*** Opening of Reading passage ***
What does it mean to have written a book?
That’s the question I’m asking myself now, a week after
finishing the first draft manuscript of my first novel. I’m wondering what is it that I’ve done.
I’m supposed to feel really good, and I did, for nearly the entire day.
But that euphoria didn’t last, and coming down was like a
caffeine crash. It was, in fact, a
caffeine crash, because immediately after finishing the book I swore off coffee
and the like, at least for a month. By
the next day I was in a completely explicable funk, tired and cranky. I was mentally exhausted, having
written the last six chapters in the last two weeks of the year. Around, under, over and through the
holidays. When I complained of this to Elizabeth , she told me I
was just tired and needed to rest.
But I knew there was more to it than that. I had a new question to answer, and no suspects.
What does it mean to have written a book?
For the next week, I did no writing at all, and stayed away
from the computer as much as possible. I
felt lost. Withdrawal symptoms. Following Stephen King’s advice, I decided to
put aside the manuscript for a month, use the time to gain some distance and
some clarity. I started thinking about
the next book, and also about the future role and function of thunderstrokes. But the question loomed over me the entire
time, still hangs over me, and so now I’m trying to sort it out, the only way I
seem to be able to sort things out anymore, in writing.
What does it mean to have written a book?
Where do you even start to answer that question? Elizabeth
tells me it’s a great accomplishment.
But in my mind, the answer comes back quick: it’s only a first draft of a manuscript. One massive revision is needed just to make
coherent and readable enough to critique, and then at least another to make it
publishable. And that’s only if I
perform magnificently. From where I
stand, it doesn’t feel like a book yet.
The sober, rational side of me looks at how I’ve spent my
time and wonders what the hell I was ever thinking. Two-and-a-half years spent finding my voice,
finding a way forward, and then dreaming up this crazy story about a kid who
has to go to a strange land and accomplish the Twelve Labors of Hercules, and
then turning that dream into a rickety reality, held together, it mostly seems,
with equal parts duct tape and pixie dust. Two-and-a-half years of lost income
and retirement savings, of trying to dress up a dream in work-clothes, of feeling
like a bystander while Elizabeth bears the entire financial load for our
family, of struggling with fears and doubts and uncertainties about myself as a
writer in an endless procession of constantly changing mutations, each one as
ferocious and as deadly as any monster Hercules ever faced, or will.
I know that sounds dramatic, but I believe it. The harshest battles most of us will ever
face is with ourselves. Our inner
monsters cannot be seen, and for that we should be grateful. I sincerely believe that if they were given a
tangible form, they would fill us with such terror and paralyzing fear it would
put Hollywood ’s
horror-meisters and their paltry creations to shame.
So that, at least, is something. I have learned that I can
live with the doubts and uncertainties, and find my way through.
*** Close of Reading passage ***
*** Opening of Data extract ***
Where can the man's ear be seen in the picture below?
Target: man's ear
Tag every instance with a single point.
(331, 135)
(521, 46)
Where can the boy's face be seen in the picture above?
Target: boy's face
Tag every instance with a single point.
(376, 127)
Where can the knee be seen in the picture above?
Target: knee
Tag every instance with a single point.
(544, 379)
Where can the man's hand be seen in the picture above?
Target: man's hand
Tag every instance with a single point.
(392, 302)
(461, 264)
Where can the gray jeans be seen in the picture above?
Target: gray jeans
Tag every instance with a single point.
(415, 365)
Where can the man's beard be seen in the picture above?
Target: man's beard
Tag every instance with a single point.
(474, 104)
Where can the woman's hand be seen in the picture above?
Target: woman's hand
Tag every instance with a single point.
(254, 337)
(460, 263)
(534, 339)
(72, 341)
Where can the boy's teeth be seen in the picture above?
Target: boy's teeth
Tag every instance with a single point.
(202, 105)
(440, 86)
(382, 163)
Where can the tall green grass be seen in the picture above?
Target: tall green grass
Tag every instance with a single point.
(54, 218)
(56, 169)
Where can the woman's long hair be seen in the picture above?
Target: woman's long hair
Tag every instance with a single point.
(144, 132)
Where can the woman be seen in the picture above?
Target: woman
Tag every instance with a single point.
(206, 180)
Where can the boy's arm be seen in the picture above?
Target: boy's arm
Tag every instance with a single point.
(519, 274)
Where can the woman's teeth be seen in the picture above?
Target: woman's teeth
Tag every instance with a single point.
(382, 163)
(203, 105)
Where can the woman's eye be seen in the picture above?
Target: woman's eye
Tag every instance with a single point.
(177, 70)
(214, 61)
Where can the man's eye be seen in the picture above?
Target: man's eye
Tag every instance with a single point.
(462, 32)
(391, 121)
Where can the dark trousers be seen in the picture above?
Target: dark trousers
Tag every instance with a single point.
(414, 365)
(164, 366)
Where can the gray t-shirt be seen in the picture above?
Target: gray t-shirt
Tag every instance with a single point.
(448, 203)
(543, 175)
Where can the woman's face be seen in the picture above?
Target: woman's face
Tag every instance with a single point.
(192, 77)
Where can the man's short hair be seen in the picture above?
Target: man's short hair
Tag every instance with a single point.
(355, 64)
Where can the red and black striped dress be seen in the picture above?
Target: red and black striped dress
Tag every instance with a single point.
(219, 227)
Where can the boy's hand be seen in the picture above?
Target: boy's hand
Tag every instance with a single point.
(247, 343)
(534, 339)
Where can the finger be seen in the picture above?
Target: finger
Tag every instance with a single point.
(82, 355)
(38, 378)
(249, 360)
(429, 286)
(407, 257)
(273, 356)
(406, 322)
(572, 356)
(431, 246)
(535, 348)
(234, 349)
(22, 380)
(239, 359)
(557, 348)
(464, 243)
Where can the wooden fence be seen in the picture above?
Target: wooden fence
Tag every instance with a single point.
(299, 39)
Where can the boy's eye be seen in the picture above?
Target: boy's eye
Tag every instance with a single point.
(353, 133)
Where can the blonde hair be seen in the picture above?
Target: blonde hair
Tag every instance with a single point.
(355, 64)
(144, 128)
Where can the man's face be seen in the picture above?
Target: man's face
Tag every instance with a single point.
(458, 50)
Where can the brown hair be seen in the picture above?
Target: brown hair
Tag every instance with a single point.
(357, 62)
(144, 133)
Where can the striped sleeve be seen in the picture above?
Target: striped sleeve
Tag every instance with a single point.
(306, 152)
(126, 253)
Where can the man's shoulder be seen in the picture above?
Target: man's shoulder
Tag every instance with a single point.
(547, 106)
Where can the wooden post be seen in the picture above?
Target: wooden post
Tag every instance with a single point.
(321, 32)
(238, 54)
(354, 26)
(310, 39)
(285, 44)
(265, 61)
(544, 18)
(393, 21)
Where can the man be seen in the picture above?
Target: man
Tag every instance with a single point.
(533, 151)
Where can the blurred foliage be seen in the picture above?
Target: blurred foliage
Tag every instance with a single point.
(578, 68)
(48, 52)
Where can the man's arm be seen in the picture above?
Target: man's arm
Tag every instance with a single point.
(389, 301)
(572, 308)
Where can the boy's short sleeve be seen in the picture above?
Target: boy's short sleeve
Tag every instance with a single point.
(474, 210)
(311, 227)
*** Close of Data extract ***
● **Work task 1**:
Answer these questions using the post about finishing a first draft:
(a) How many chapters did the writer write in the last two weeks of the year?
(b) Whose advice did the writer follow in setting the manuscript aside, and for how long?
(c) How long does the writer say was spent finding a voice and a way forward?
● **Work task 2**:
Reproduce the part of the post about finishing a first draft from "I’m supposed to" to "needed to rest.", word for word.

● **Your response 1**:
(a) Six chapters.
(b) Stephen King's advice, for a month.
(c) Two-and-a-half years.

● **Your response 2**:
I’m supposed to feel really good, and I did, for nearly the entire day.
But that euphoria didn’t last, and coming down was like a
caffeine crash. It was, in fact, a
caffeine crash, because immediately after finishing the book I swore off coffee
and the like, at least for a month. By
the next day I was in a completely explicable funk, tired and cranky. I was mentally exhausted, having
written the last six chapters in the last two weeks of the year. Around, under, over and through the
holidays. When I complained of this to Elizabeth , she told me I
was just tired and needed to rest.